RAW DATA =>

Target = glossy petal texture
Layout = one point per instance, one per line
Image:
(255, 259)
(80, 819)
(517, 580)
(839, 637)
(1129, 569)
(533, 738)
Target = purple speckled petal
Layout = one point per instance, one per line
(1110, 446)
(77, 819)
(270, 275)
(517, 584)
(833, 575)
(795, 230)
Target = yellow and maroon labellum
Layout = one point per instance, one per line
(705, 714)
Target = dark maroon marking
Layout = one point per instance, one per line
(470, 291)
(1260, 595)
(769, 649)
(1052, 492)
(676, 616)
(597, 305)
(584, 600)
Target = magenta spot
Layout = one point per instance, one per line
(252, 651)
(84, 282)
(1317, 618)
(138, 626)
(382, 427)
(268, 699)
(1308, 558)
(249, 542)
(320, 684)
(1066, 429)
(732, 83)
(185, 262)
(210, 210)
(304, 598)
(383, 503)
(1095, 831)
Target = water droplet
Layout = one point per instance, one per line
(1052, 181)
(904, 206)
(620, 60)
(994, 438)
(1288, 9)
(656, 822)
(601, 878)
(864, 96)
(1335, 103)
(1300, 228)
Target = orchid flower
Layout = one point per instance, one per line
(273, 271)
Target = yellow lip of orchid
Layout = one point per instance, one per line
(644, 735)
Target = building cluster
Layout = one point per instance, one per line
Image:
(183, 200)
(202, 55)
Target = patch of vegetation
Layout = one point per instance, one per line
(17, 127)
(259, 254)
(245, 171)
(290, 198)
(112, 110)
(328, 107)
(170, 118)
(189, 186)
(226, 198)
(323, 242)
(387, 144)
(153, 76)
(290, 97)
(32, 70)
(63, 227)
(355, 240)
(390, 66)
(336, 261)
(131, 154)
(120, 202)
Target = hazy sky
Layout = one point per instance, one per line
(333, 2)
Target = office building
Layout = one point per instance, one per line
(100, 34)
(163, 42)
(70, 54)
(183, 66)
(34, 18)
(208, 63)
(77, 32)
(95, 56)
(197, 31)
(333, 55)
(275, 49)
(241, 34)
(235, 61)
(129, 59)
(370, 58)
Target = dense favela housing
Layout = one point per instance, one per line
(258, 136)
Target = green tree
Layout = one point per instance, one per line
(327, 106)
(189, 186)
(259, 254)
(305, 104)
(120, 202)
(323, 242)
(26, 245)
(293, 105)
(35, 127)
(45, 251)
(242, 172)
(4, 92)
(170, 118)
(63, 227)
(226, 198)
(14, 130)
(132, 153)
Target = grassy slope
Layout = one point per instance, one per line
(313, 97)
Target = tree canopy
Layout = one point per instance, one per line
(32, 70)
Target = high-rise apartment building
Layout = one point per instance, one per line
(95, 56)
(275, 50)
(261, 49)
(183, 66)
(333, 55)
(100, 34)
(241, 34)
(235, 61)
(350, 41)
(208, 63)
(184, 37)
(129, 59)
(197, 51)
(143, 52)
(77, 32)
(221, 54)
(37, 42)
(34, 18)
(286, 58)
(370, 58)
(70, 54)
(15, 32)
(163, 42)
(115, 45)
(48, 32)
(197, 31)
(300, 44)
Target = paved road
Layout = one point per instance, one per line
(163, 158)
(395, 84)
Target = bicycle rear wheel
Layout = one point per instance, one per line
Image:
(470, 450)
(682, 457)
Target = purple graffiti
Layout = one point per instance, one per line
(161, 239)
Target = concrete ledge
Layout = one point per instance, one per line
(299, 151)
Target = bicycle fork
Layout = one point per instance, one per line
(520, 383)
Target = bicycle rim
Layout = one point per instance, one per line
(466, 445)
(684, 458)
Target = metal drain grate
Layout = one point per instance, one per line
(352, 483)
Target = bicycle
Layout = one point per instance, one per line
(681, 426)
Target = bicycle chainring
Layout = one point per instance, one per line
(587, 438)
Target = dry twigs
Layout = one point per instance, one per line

ASSIGNMENT =>
Filter the listing above for lines with the word "bicycle", and copy each one you find.

PROBLEM SOLUTION =>
Target = bicycle rear wheel
Target = bicycle fork
Target = bicycle rim
Target = bicycle
Target = bicycle chainring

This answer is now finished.